**EXERCISE AIM**
In the records below, find each line with the word "wing" and copy it.

[DATA SHOWN Boundary: Start]

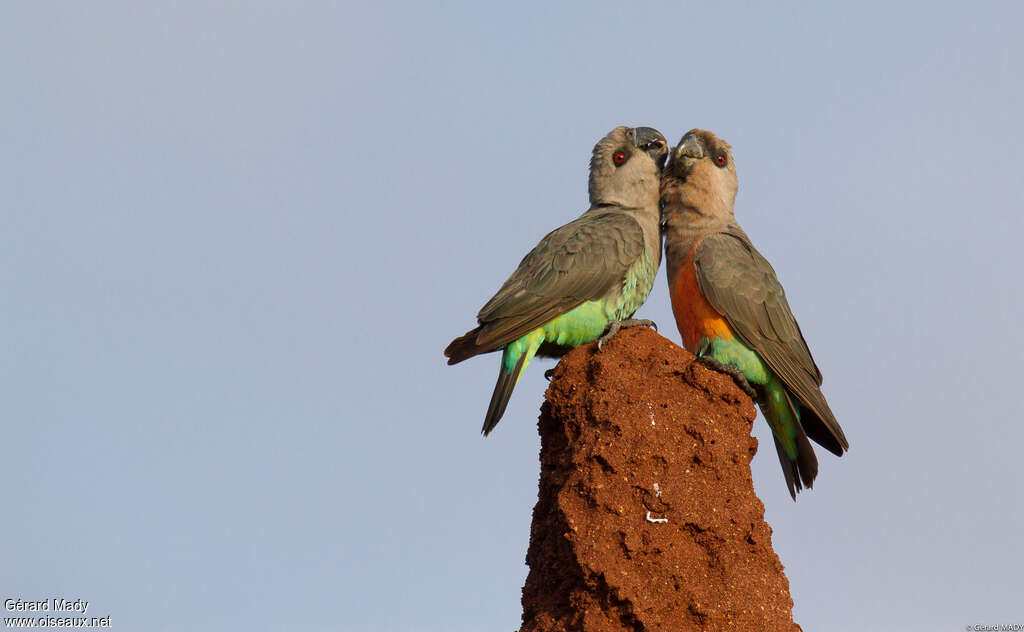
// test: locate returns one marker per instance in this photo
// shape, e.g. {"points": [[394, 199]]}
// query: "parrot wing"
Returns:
{"points": [[574, 263], [741, 285]]}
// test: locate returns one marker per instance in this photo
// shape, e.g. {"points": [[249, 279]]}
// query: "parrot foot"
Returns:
{"points": [[616, 325], [737, 375]]}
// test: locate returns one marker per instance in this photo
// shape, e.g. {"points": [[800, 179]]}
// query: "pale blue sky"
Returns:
{"points": [[236, 238]]}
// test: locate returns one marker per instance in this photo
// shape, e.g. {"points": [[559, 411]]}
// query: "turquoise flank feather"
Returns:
{"points": [[774, 403], [586, 322]]}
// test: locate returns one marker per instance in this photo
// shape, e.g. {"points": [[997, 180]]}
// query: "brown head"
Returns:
{"points": [[700, 178], [626, 167]]}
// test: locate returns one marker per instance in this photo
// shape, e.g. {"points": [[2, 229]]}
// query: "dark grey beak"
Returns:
{"points": [[690, 146], [650, 141]]}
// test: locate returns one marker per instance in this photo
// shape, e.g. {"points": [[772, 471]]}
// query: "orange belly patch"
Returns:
{"points": [[694, 316]]}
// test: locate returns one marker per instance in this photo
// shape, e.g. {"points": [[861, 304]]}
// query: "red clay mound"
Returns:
{"points": [[646, 517]]}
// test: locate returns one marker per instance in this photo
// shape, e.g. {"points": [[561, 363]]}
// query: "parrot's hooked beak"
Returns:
{"points": [[688, 152], [650, 141], [690, 148]]}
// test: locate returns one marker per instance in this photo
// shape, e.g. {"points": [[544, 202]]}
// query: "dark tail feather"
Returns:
{"points": [[464, 347], [503, 390], [802, 472]]}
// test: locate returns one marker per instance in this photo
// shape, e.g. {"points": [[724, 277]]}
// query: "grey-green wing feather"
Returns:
{"points": [[741, 285], [578, 262]]}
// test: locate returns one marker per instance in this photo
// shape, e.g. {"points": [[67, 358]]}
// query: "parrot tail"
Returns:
{"points": [[507, 379], [800, 465], [464, 347]]}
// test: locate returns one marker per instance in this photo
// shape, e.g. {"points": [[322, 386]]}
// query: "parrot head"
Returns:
{"points": [[701, 166], [626, 165]]}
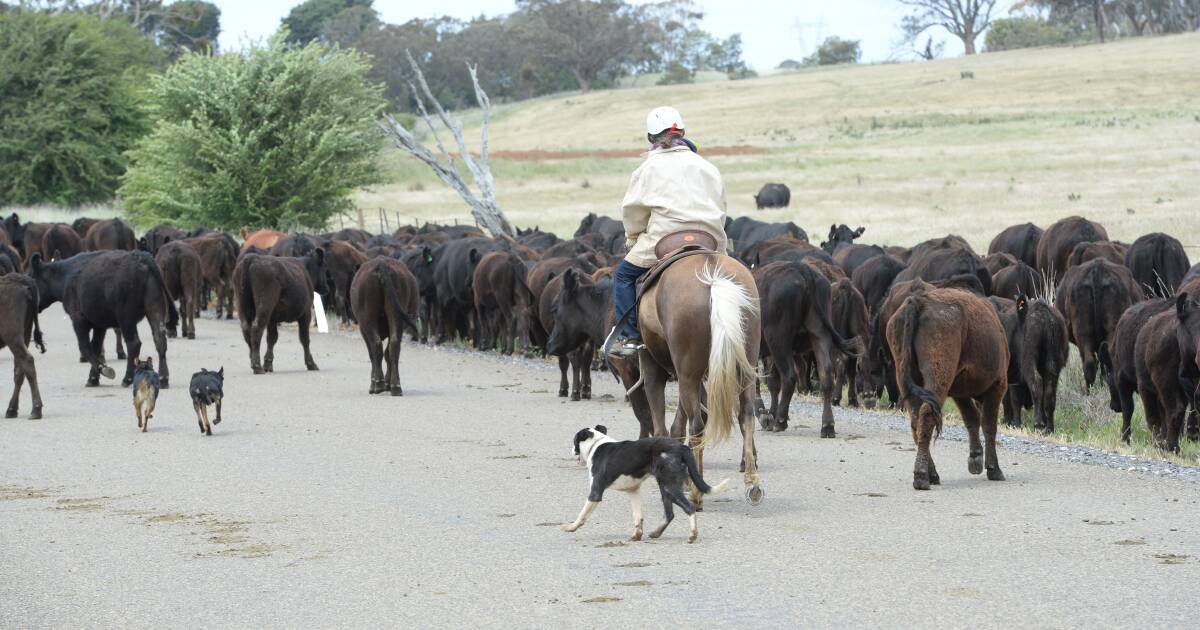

[DATA SHOWN Boundary: End]

**EXERCISE OUTPUT**
// query: "parrot wing"
// query: "grey-green wing feather"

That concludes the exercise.